EXTRAIT CHOISI:
------------------------------------------------------------

Licence de la transcription :
Verbatim
Illustration :
Loupe-recherche-trouver-regarder Image par Peggy und Marco Lachmann-Anke de Pixabay - Pixabay license

Les positions exprimées sont celles des personnes qui interviennent et ne rejoignent pas nécessairement celles de l’April, qui ne sera en aucun cas tenue responsable de leurs propos.

Description

Une nouvelle affaire de corruption en Angola a été rendue public par un hacker. L’occasion d’évoquer les outils utilisés par les journalistes pour travailler ensemble et fouiller dans la masse des informations rendues publiques.

Transcription

Voix off : Décryptualité.
Voix off de Nico : Le podcast qui décrypte l’actualité des libertés numériques.
Luc : Semaine 4. Salut Manu.
Manu : Salut Luc et bon retour !

------------------------------------------------------------

ENREGISTREMENTS FOURNIS:
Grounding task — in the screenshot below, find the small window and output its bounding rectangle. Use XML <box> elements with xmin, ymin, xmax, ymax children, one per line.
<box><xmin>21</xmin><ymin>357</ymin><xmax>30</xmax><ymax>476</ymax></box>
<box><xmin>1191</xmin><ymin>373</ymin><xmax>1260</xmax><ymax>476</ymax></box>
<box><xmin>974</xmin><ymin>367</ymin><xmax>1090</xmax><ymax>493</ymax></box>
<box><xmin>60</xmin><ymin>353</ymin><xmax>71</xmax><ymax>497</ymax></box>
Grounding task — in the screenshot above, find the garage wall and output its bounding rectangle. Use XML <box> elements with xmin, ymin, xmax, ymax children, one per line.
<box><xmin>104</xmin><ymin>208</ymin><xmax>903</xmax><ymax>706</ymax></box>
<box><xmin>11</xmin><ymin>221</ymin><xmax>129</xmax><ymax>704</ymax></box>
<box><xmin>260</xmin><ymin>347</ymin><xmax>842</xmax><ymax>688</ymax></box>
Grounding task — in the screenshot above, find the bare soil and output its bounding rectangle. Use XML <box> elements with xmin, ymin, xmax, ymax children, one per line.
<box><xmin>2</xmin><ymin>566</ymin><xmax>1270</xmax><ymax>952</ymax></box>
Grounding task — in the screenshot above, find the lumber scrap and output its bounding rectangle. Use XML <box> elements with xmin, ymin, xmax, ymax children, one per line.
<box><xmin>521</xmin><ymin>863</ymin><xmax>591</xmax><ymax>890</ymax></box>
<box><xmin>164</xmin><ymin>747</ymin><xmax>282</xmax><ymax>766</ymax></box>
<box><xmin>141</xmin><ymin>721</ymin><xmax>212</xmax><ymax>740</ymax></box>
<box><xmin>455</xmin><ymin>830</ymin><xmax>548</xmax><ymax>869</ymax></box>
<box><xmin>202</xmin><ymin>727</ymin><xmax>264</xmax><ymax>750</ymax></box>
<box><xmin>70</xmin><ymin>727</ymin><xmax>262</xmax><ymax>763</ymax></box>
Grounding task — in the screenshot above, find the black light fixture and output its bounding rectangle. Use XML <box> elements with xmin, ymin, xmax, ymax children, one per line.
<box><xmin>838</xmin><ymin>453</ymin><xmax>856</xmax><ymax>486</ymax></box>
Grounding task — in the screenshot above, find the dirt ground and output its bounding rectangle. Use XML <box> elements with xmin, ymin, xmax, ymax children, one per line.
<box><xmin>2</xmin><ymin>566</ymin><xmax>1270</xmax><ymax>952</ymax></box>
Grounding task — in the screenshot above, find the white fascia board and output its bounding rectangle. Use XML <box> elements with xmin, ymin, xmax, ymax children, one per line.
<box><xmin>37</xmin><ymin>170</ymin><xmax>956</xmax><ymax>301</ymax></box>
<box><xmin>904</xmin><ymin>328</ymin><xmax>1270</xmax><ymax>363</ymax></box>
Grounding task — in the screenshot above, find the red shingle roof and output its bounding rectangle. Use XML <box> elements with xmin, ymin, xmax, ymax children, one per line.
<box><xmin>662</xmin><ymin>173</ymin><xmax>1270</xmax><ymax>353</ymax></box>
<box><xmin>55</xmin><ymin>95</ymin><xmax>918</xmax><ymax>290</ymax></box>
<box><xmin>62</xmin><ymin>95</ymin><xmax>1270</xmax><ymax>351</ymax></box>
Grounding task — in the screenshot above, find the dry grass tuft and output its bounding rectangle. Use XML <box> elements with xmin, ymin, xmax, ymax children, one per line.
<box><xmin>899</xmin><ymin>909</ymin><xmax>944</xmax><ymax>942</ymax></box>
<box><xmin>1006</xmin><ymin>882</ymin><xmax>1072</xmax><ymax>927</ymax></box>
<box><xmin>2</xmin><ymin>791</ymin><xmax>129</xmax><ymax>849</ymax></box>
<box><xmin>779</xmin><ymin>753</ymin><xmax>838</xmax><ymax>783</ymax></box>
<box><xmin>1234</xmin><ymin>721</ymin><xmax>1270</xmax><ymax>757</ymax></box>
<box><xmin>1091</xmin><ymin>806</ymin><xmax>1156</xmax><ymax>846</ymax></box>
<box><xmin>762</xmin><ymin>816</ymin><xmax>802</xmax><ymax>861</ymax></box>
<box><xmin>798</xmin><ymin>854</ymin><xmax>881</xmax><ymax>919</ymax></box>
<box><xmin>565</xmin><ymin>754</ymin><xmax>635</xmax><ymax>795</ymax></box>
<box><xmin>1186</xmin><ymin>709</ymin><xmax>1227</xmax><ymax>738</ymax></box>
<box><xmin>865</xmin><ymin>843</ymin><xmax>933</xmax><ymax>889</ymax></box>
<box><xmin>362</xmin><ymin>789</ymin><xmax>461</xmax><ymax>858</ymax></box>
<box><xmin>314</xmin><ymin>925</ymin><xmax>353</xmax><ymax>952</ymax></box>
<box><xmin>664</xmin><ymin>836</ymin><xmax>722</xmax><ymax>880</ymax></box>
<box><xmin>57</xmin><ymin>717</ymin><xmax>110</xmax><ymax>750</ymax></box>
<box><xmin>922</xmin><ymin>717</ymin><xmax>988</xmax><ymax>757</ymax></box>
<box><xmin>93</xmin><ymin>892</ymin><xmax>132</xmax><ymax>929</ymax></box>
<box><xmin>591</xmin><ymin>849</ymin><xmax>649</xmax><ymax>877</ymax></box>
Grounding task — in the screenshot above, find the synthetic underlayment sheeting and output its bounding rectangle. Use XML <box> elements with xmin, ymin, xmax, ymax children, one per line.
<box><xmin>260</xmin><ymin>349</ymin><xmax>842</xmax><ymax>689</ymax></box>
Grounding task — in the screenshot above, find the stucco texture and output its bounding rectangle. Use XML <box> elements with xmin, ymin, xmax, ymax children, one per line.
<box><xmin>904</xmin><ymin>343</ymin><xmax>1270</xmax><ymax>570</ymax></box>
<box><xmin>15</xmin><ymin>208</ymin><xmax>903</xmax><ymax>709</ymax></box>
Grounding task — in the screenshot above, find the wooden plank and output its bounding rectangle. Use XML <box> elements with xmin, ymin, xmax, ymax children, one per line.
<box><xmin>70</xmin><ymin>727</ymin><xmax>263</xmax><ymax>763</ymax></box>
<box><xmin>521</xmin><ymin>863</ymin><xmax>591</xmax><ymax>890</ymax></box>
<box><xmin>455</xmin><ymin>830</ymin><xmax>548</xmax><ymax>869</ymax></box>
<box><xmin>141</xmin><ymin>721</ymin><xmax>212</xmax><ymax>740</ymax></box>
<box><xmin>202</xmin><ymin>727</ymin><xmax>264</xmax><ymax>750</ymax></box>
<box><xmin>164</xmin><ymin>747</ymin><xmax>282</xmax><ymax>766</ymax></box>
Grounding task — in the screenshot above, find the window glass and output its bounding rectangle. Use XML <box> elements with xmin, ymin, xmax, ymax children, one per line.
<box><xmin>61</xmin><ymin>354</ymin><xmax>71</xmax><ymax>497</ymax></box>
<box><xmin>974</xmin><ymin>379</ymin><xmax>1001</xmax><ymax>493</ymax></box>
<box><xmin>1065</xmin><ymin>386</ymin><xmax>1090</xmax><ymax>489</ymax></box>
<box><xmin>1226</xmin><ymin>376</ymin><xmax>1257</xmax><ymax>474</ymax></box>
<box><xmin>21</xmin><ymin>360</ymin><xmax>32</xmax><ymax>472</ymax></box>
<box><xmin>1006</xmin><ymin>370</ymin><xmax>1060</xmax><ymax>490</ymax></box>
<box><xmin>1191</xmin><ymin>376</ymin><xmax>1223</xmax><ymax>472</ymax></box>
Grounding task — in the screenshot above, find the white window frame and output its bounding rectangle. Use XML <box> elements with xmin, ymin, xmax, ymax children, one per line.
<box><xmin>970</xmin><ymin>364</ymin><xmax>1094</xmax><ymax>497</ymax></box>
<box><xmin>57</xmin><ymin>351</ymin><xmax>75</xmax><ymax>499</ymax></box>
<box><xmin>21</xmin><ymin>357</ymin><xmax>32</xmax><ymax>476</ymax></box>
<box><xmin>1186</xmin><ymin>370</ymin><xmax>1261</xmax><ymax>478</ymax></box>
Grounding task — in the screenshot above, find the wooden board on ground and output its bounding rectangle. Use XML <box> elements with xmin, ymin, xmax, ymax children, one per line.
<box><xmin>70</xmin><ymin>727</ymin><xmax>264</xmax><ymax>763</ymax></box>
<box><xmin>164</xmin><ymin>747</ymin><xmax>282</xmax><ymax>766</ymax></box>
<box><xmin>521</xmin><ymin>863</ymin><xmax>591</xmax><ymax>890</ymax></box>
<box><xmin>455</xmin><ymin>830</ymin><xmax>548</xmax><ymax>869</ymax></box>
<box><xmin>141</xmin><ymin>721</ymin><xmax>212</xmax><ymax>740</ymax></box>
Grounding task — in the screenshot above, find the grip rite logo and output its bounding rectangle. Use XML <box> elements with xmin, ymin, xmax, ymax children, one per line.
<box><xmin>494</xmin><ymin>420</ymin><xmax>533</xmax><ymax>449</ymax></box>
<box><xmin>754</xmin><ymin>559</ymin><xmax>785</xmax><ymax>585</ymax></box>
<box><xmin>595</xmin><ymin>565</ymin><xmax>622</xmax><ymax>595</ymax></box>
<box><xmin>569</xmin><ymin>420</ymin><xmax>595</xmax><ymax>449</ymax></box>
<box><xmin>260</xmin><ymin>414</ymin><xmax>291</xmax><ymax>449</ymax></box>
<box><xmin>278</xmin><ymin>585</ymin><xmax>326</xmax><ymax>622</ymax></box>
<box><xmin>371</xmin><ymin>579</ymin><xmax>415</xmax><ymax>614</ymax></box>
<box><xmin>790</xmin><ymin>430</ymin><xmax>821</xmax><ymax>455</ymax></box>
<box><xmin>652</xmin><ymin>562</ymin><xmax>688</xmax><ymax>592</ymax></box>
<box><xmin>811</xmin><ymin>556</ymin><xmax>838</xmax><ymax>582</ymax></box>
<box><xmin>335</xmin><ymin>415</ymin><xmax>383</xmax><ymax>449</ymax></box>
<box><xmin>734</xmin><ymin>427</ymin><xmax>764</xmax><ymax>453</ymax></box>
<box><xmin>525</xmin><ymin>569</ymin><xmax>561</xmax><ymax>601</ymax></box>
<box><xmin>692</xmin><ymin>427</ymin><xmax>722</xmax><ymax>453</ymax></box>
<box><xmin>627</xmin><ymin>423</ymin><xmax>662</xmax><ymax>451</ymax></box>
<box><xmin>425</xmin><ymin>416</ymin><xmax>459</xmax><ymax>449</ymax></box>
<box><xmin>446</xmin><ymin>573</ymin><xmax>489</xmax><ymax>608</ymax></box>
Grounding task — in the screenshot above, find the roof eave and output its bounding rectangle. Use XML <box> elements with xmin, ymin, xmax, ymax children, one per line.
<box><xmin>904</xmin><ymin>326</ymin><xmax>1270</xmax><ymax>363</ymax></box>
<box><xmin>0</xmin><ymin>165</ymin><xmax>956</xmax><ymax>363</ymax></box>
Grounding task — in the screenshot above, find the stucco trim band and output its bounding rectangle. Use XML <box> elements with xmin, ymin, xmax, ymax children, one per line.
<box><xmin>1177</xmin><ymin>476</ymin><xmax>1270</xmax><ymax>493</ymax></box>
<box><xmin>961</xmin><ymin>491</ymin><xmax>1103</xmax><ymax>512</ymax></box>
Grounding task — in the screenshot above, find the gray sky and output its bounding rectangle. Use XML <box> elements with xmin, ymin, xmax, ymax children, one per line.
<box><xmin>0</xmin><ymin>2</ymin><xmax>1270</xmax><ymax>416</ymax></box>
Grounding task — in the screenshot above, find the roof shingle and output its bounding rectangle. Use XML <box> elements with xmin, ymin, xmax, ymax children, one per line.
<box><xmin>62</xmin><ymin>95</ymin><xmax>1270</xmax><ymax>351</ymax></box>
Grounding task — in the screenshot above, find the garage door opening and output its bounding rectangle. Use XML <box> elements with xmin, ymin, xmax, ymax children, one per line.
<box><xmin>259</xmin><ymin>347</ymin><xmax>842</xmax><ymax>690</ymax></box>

------------------------------------------------------------

CONSIGNES:
(1) Reproduisez à l'identique le passage de l'extrait choisi qui commence à « Une nouvelle affaire » et s'achève à « Voix off : Décryptualité. ».
(2) Traduisez en anglais la phrase suivante de l'extrait choisi : « Les positions exprimées sont celles des personnes qui interviennent et ne rejoignent pas nécessairement celles de l’April, qui ne sera en aucun cas tenue responsable de leurs propos. »

RÉPONSES:
(1)
Une nouvelle affaire de corruption en Angola a été rendue public par un hacker. L’occasion d’évoquer les outils utilisés par les journalistes pour travailler ensemble et fouiller dans la masse des informations rendues publiques.

Transcription

Voix off : Décryptualité.

(2) The views expressed are those of the speakers and do not necessarily reflect those of April, which shall in no case be held responsible for their statements.